### Working data
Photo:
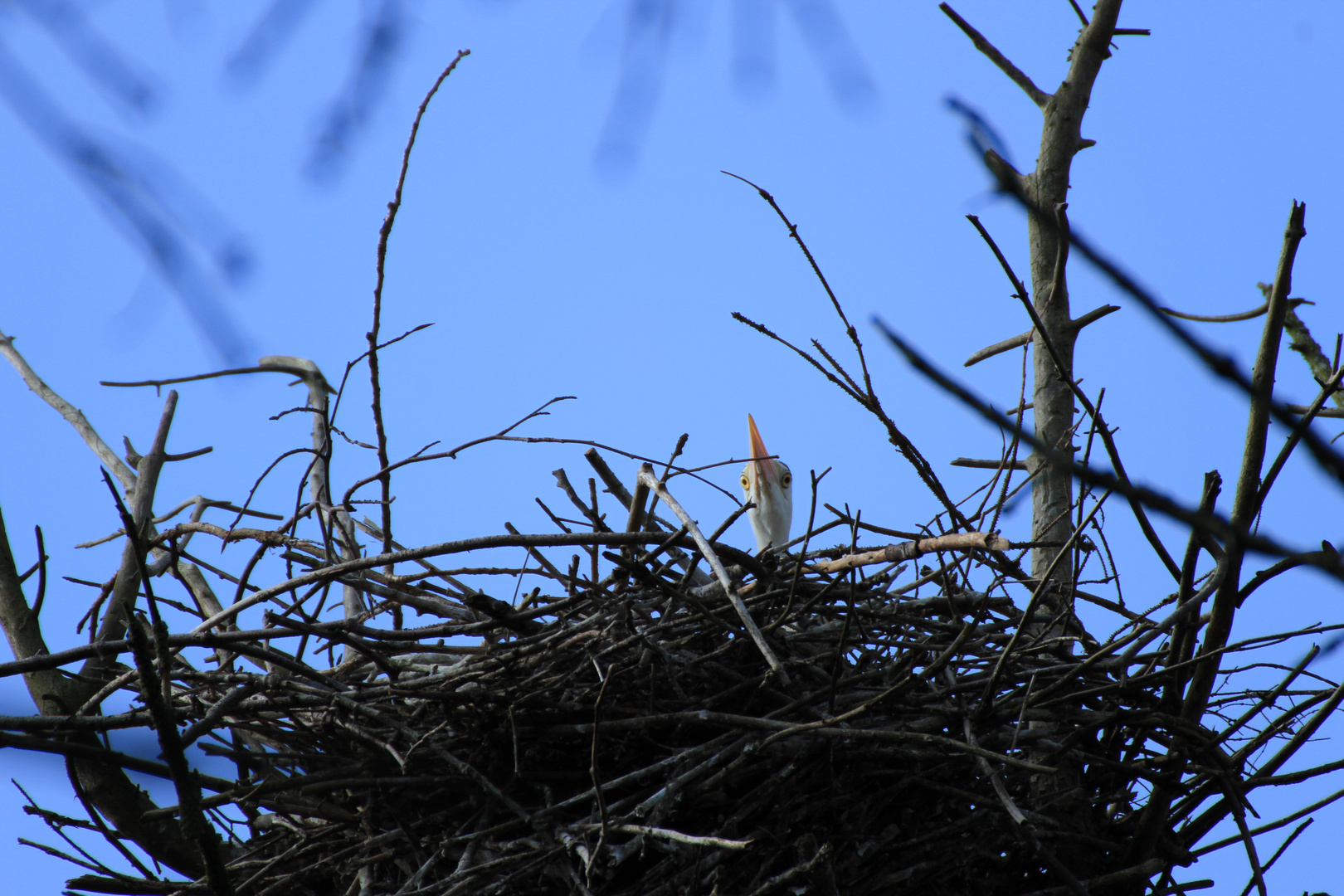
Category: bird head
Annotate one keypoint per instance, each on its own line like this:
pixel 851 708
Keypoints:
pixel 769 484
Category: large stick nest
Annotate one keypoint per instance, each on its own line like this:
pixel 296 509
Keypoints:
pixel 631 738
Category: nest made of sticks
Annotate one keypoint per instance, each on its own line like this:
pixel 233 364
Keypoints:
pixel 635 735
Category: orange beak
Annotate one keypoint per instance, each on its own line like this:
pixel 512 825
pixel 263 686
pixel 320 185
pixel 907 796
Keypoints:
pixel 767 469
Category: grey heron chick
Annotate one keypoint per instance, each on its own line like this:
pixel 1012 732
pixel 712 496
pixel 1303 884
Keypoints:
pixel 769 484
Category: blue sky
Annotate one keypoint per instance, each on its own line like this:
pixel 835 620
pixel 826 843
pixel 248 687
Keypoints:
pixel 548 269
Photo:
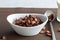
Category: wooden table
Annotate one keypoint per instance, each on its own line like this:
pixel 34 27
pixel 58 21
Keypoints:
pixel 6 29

--

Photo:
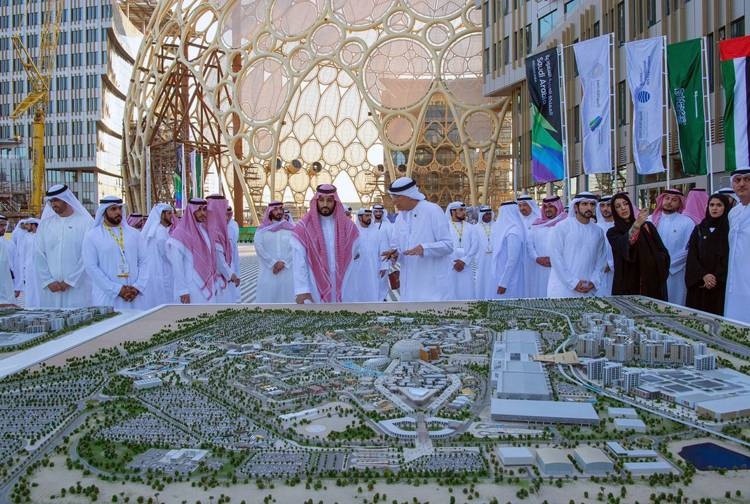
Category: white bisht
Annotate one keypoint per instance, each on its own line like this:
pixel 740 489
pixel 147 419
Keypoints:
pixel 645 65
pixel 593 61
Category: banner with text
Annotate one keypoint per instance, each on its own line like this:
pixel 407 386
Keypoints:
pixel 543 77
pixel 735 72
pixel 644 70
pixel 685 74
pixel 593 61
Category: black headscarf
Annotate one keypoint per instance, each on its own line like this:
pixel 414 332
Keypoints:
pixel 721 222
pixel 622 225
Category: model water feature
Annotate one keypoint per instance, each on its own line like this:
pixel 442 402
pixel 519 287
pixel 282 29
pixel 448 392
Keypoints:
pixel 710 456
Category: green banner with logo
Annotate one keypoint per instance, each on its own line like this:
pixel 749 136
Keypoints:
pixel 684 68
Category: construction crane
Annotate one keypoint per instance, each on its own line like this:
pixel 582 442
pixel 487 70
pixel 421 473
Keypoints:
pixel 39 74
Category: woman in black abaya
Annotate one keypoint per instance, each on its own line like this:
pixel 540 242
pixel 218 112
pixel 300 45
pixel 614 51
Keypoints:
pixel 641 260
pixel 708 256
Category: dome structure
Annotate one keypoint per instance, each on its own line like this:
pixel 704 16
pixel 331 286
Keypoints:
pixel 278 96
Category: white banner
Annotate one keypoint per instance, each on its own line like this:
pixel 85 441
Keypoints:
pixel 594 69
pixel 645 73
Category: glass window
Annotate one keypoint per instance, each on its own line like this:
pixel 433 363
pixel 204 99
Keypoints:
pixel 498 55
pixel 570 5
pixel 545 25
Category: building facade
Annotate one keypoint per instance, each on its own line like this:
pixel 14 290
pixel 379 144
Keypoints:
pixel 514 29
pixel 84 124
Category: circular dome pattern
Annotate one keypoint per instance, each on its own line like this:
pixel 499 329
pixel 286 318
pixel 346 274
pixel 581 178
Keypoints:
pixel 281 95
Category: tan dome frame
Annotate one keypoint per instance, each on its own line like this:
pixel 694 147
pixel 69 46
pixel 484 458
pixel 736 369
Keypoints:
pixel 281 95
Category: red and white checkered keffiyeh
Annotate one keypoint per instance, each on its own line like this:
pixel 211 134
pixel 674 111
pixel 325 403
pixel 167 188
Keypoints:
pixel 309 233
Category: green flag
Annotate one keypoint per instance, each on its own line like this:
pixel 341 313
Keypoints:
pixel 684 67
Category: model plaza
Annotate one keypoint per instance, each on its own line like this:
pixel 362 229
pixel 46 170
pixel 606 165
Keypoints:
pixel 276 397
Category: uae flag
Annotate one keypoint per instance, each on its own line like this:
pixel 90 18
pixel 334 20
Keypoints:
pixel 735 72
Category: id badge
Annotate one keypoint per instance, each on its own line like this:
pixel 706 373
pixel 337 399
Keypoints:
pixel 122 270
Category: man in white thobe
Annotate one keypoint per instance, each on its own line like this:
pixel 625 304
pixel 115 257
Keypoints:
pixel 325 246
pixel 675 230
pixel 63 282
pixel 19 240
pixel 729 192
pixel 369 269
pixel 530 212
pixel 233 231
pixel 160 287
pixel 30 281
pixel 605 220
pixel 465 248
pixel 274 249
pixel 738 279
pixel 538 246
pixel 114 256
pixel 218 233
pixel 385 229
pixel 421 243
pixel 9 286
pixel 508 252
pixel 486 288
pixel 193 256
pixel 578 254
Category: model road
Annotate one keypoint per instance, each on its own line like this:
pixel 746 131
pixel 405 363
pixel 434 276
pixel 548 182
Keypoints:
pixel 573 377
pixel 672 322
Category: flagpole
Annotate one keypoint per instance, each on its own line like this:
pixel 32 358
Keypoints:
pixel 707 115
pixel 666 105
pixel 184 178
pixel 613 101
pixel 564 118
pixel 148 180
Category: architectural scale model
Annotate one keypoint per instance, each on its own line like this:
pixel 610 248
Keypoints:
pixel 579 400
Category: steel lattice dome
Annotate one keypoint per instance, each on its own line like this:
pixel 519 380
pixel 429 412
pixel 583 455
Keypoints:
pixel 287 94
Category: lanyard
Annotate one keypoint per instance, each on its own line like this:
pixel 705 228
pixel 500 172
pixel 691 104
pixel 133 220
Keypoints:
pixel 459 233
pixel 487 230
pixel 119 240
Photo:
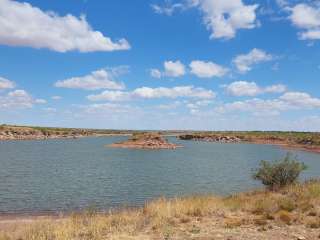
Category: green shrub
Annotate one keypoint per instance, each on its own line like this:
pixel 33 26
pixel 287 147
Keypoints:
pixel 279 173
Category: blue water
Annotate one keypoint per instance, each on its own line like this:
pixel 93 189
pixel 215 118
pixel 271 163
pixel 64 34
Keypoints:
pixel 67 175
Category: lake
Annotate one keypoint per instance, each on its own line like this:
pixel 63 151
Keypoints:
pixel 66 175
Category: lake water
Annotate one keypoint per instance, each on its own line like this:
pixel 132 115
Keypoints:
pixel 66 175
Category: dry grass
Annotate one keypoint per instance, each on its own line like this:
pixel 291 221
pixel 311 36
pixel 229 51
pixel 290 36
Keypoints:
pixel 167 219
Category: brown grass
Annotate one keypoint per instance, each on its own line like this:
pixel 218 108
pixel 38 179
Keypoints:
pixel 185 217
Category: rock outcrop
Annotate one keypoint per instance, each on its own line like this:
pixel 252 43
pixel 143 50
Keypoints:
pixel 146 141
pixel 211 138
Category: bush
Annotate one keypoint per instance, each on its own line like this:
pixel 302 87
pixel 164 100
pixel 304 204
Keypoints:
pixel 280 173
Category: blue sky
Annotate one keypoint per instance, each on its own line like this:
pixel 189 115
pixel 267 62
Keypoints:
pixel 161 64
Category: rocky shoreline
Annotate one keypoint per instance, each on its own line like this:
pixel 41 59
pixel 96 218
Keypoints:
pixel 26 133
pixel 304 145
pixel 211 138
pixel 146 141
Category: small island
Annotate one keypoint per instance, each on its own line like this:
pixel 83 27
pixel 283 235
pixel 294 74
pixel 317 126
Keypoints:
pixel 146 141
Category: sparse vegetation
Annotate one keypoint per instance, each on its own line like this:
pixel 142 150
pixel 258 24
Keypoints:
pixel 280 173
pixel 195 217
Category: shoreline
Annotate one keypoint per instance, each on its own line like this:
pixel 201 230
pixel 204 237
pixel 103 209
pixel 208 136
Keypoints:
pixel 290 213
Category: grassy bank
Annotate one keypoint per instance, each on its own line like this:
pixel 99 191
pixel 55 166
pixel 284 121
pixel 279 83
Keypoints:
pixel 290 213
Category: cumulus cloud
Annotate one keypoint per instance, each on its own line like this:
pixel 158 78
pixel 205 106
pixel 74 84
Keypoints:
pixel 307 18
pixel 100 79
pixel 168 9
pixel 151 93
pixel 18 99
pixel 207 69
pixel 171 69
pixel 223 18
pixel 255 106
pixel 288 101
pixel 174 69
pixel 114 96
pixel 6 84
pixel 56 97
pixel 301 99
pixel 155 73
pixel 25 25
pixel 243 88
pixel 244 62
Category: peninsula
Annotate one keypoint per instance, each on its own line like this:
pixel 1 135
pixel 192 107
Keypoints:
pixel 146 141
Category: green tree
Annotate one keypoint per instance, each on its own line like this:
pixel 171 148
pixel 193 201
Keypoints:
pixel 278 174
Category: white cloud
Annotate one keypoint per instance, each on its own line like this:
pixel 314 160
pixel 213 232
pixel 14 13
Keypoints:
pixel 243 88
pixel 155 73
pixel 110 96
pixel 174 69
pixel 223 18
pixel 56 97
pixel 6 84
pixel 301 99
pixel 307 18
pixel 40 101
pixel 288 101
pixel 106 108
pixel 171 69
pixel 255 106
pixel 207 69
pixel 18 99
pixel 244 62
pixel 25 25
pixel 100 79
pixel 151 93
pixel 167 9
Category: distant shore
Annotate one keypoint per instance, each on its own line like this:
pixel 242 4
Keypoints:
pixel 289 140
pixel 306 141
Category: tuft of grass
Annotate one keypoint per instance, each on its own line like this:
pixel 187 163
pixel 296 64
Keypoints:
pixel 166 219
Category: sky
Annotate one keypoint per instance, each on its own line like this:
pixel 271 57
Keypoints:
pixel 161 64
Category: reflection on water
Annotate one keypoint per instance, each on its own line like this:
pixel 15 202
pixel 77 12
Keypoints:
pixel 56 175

* * *

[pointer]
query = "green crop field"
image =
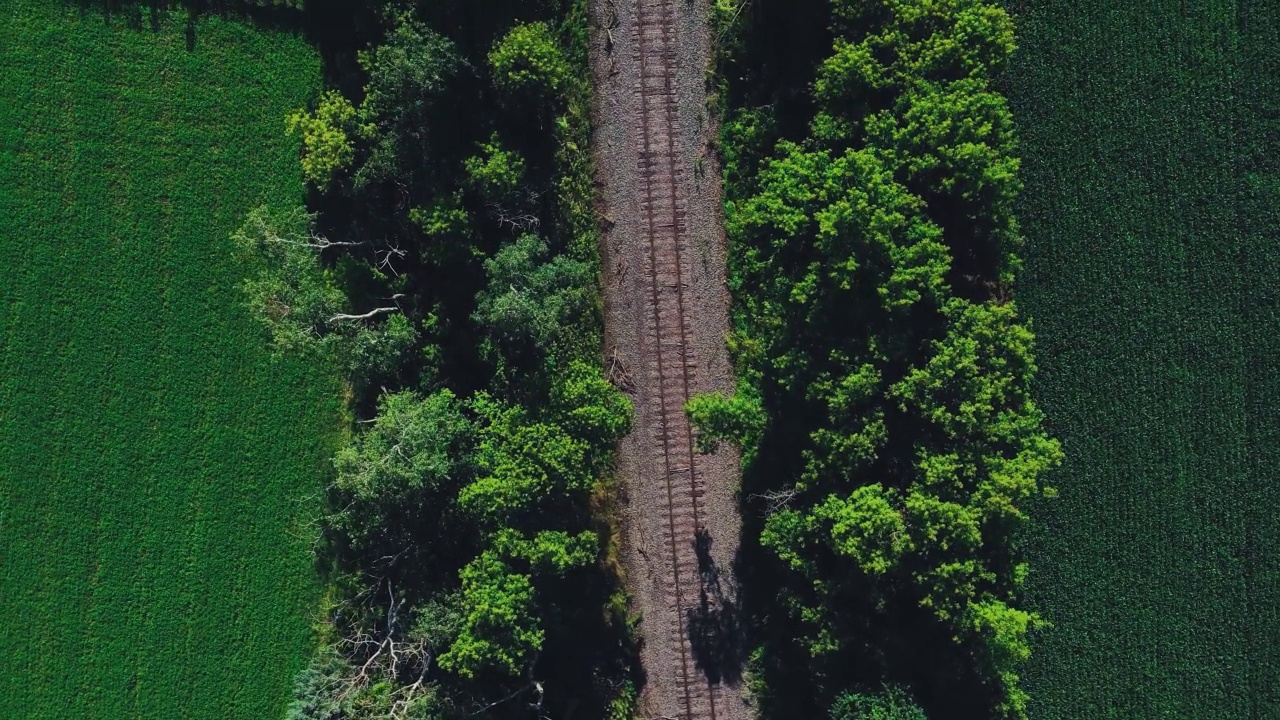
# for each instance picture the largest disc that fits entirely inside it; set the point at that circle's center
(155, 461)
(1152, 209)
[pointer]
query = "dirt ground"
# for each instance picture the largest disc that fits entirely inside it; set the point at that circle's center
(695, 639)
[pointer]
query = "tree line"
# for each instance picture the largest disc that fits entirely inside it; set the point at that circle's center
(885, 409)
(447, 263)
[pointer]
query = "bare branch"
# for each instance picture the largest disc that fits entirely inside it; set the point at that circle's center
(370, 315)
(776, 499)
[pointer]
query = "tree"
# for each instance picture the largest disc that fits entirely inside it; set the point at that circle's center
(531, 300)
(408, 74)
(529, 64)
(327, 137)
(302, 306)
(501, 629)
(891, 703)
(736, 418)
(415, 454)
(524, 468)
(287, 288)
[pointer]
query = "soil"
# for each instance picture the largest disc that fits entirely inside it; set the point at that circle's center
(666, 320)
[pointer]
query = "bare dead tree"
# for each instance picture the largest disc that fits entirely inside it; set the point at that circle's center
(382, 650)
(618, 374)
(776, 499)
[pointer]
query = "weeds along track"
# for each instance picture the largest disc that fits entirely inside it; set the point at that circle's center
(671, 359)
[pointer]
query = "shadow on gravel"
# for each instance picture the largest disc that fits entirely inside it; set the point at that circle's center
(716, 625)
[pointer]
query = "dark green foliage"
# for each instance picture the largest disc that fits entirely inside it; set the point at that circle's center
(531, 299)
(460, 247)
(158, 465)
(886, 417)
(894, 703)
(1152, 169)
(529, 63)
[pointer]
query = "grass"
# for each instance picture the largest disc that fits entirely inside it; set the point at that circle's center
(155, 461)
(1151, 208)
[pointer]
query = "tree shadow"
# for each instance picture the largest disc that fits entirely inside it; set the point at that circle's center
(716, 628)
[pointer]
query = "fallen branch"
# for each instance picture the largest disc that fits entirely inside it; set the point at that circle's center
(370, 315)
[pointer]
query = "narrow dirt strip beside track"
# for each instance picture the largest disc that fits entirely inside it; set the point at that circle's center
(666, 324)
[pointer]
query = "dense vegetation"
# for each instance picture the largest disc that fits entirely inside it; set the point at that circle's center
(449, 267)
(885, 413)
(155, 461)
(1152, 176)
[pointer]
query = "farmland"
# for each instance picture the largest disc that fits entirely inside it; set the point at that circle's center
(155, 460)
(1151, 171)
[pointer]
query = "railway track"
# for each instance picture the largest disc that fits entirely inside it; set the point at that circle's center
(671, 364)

### Problem details
What lines of the preceding data include the string "tree"? Pull them out.

### Completed exercise
Category: green tree
query = "tree line"
query = "tree"
query = "bare dead tree"
query = "tree shadow"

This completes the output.